▶ _Page text_
-----

From the Economic Times (Times of India):
As the Kyoto Protocol reaches its final leg, it is increasingly clear that no successor agreement can be successful without India and China taking the lead.
Until the G8 summit at Heiligendamm this June, the role of China and India in climate change was primarily seen in terms of their potential contribution to the volume of certified- emission-reduction credits (CERs) from clean development mechanism (CDM) projects.
For industries in the developed world struggling to meet emission reduction obligations, CERs afford a cheaper way of offsetting their emission obligations. After Heiligendamm, perceptions have changed a wee bit. In addition to its commitment to the CDM, India has announced a voluntary national-level initiative to cap GHG emissions.
Al Gore’s ‘Inconvenient Truth’ has let loose a global warming mania. But Gore’s off-celluloid slogan “Give carbon a price” has produced a thumping impact amongst the movers and shakers of commodity markets who are unusually euphoric about carbon trade.

-----

▶ _Given records_
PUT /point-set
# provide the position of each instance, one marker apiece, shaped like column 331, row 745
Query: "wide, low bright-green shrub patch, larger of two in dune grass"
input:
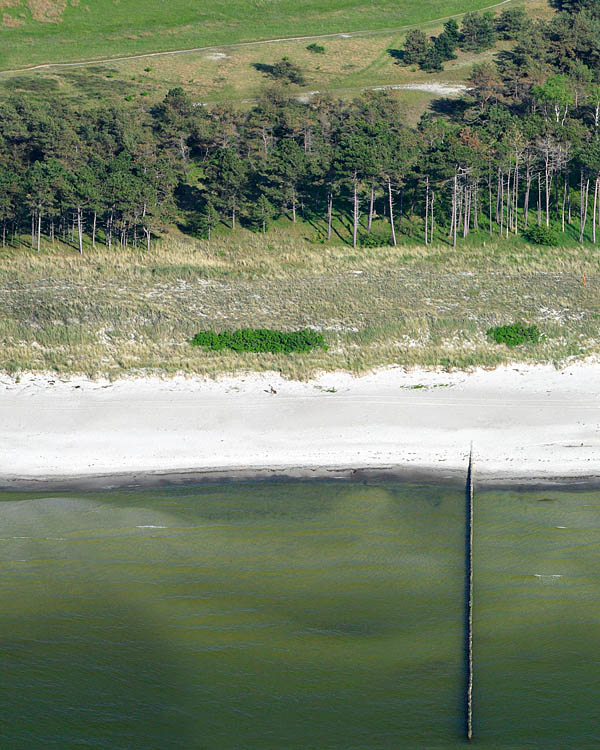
column 260, row 340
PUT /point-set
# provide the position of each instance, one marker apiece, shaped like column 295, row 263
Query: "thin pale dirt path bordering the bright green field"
column 84, row 63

-----

Copy out word for word the part of the Kyoto Protocol article starting at "Until the G8" and ending at "mechanism (CDM) projects.".

Until the G8 summit at Heiligendamm this June, the role of China and India in climate change was primarily seen in terms of their potential contribution to the volume of certified- emission-reduction credits (CERs) from clean development mechanism (CDM) projects.